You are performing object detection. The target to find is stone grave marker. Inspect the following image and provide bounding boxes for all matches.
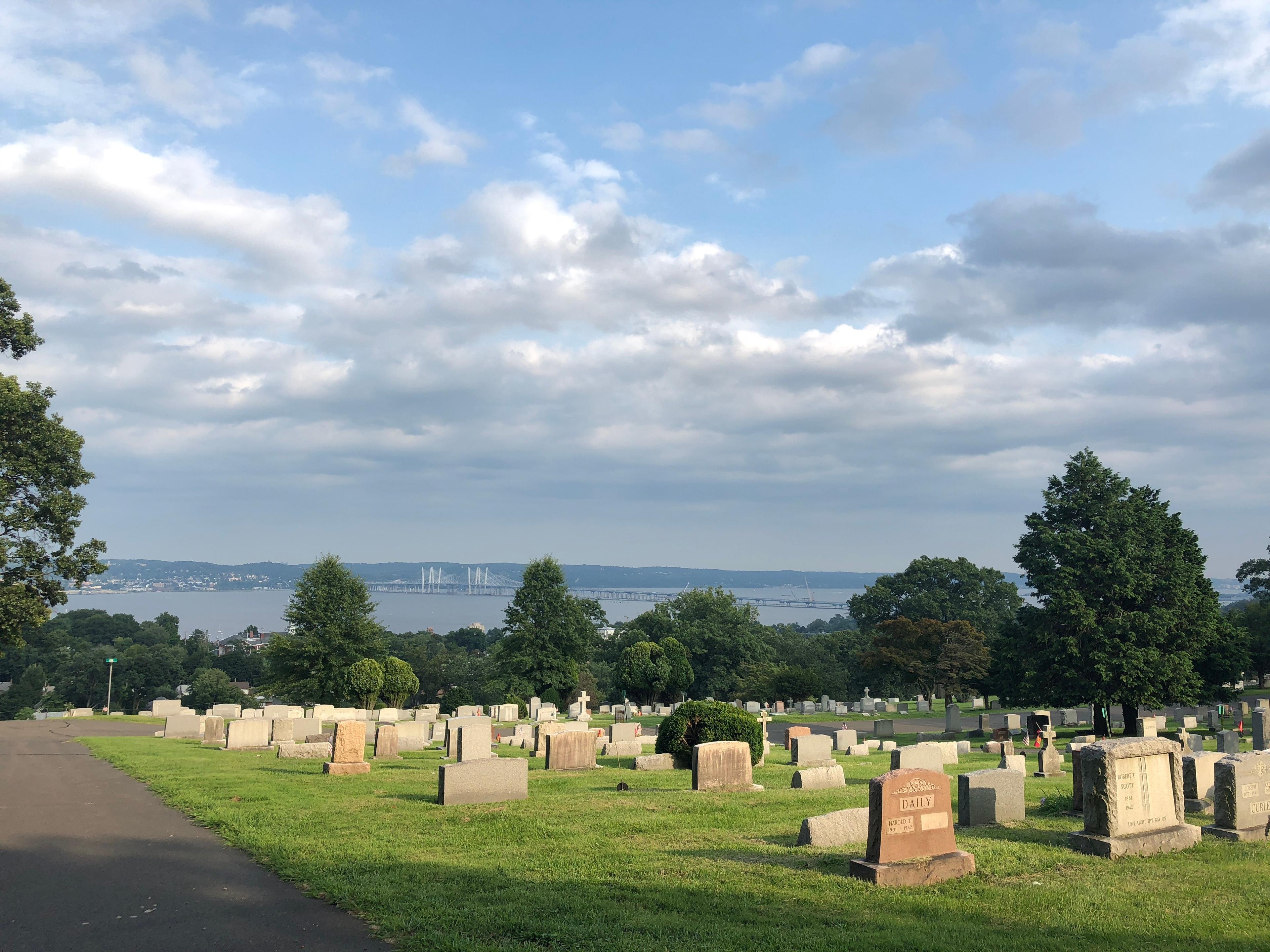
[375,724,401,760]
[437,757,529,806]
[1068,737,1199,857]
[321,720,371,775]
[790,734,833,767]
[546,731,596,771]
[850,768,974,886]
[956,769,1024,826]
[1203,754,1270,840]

_ _ _ _

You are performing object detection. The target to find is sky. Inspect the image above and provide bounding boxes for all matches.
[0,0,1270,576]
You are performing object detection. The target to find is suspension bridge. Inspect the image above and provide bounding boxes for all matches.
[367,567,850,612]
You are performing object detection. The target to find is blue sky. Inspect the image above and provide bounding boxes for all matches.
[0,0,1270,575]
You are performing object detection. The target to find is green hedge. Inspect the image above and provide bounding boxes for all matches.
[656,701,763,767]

_ _ _ _

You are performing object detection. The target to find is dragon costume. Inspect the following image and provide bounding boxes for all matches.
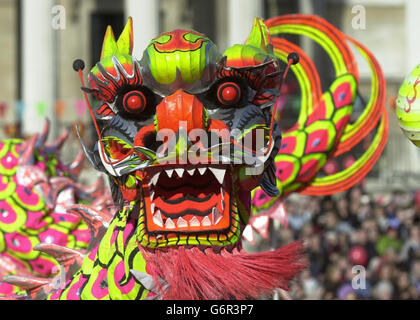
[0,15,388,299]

_ _ _ _

■ **AIM OF THE TASK**
Arrange the data from the line containing "You are performing object detection. The target to find is green" through the line containing "[656,701,763,767]", both included, as a Markdown table with the columns Row and Line. Give each non-blank line its own numbered row.

■ **ANSWER TO THE PROBLEM**
| Row | Line |
|---|---|
| 1 | You are performing object detection. The target to find is green hedge. Inspect the image above and provide bounding boxes for all matches. |
| 2 | [656,701,763,767] |